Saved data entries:
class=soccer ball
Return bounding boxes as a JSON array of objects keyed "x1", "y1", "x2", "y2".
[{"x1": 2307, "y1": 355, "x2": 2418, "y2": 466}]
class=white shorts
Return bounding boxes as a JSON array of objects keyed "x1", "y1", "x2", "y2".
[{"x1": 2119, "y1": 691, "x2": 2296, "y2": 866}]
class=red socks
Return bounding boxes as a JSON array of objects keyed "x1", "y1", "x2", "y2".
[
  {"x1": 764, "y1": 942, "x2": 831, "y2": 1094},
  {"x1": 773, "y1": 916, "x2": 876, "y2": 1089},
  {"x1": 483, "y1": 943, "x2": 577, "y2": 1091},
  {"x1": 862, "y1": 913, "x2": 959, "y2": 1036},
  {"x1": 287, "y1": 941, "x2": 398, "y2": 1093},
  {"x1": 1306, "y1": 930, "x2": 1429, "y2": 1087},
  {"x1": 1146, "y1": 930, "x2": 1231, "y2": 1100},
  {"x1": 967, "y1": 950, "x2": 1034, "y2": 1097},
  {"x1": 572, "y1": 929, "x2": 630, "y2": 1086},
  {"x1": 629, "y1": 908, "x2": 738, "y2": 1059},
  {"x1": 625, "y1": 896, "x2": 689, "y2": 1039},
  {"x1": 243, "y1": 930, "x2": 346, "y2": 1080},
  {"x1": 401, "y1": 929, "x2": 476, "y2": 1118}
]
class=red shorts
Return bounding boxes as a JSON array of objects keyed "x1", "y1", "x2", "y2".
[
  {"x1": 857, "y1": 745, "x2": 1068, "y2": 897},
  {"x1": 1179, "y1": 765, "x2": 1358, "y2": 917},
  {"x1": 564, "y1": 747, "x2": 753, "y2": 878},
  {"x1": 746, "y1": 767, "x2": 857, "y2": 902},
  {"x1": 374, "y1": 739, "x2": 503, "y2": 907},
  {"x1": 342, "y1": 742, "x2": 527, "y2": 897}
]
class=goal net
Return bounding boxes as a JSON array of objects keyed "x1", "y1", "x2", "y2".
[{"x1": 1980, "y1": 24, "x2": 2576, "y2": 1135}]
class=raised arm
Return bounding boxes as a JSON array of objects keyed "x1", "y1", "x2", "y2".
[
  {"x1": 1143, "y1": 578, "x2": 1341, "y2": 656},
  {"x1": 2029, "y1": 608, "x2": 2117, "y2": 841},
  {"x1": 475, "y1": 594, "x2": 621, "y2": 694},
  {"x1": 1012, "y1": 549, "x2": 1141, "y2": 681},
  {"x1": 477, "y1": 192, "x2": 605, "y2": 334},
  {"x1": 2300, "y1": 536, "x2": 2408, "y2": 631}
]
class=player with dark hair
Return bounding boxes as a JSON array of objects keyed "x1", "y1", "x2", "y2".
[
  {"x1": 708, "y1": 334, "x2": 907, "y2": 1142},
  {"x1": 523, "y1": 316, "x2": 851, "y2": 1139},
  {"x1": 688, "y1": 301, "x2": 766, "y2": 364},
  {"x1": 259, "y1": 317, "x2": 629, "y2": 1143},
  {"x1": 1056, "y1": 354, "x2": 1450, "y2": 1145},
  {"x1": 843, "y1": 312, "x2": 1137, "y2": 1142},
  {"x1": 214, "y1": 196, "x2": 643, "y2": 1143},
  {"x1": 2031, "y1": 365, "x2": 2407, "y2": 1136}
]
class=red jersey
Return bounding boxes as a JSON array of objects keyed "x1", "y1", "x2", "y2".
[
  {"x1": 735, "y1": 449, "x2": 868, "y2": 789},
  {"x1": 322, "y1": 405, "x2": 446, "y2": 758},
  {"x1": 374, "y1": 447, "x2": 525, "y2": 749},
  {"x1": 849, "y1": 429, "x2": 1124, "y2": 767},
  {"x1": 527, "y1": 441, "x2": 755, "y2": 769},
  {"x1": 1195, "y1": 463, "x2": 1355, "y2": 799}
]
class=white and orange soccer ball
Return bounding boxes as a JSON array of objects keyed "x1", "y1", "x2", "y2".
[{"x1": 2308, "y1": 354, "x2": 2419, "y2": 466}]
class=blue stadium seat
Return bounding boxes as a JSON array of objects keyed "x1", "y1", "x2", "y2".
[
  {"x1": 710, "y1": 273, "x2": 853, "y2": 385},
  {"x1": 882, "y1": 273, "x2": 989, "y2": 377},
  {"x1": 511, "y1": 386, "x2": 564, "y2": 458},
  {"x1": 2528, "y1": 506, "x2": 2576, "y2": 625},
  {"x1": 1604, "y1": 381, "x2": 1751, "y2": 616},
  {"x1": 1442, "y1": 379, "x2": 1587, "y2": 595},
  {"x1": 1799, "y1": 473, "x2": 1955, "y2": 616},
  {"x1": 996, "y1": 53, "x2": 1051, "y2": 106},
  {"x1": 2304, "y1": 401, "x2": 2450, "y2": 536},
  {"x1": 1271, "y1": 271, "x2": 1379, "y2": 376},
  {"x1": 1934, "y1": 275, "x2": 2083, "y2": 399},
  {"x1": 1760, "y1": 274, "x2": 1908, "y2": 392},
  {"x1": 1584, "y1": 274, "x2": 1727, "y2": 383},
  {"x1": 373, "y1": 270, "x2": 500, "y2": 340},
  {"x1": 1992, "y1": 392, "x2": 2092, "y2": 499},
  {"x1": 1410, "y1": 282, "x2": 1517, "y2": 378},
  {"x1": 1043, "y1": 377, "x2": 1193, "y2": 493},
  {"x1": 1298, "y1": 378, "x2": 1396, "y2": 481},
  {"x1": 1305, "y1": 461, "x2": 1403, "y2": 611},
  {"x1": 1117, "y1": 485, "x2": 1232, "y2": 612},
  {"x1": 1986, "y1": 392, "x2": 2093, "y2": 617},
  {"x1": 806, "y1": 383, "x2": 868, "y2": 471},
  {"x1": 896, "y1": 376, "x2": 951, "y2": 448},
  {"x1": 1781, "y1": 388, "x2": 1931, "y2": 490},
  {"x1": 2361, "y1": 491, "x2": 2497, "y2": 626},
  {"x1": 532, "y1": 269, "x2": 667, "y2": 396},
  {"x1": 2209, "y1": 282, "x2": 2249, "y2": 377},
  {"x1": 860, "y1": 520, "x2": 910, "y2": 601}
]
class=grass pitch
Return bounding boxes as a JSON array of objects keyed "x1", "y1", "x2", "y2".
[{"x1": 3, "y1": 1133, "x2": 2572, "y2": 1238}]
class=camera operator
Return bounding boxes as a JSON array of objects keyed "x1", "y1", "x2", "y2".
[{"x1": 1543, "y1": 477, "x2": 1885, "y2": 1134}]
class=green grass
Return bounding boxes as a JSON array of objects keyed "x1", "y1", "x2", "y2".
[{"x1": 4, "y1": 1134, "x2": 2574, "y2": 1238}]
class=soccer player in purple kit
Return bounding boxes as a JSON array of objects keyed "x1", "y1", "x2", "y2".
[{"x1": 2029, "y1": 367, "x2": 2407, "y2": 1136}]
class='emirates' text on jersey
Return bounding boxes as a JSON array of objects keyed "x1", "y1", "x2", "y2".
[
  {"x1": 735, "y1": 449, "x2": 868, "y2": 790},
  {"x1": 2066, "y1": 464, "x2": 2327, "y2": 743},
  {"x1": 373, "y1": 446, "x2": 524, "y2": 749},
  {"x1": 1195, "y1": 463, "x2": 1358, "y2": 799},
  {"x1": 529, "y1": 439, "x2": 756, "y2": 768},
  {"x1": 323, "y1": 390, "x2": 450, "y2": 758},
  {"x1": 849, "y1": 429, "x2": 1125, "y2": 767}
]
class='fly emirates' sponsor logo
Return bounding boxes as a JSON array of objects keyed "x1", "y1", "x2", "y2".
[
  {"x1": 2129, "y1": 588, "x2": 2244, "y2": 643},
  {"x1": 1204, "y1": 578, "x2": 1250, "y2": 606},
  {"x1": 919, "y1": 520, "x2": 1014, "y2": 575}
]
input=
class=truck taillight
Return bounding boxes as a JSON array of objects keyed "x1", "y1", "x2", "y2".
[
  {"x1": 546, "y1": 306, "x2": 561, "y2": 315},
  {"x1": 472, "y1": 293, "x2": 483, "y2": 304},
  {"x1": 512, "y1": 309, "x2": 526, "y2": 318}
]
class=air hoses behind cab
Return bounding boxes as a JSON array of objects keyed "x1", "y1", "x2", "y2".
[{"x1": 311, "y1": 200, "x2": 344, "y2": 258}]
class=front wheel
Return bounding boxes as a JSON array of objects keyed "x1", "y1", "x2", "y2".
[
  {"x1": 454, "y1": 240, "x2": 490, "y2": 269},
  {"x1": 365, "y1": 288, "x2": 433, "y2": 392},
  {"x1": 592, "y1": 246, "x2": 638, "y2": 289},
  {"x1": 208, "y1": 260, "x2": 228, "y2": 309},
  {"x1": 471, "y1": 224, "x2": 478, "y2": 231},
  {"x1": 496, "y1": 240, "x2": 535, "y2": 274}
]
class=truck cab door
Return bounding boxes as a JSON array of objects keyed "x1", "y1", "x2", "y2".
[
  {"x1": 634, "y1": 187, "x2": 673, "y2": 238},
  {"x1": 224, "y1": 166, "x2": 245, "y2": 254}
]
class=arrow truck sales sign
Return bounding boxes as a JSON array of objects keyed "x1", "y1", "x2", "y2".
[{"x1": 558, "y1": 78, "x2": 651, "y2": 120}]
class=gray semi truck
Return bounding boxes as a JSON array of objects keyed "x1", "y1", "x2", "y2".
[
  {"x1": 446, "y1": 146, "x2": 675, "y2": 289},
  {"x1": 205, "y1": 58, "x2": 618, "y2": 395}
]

◆ Try it
Where in the records does the word "white" appear? Copy each line that holds it.

◆ Task response
class=white shorts
class=white and orange soccer ball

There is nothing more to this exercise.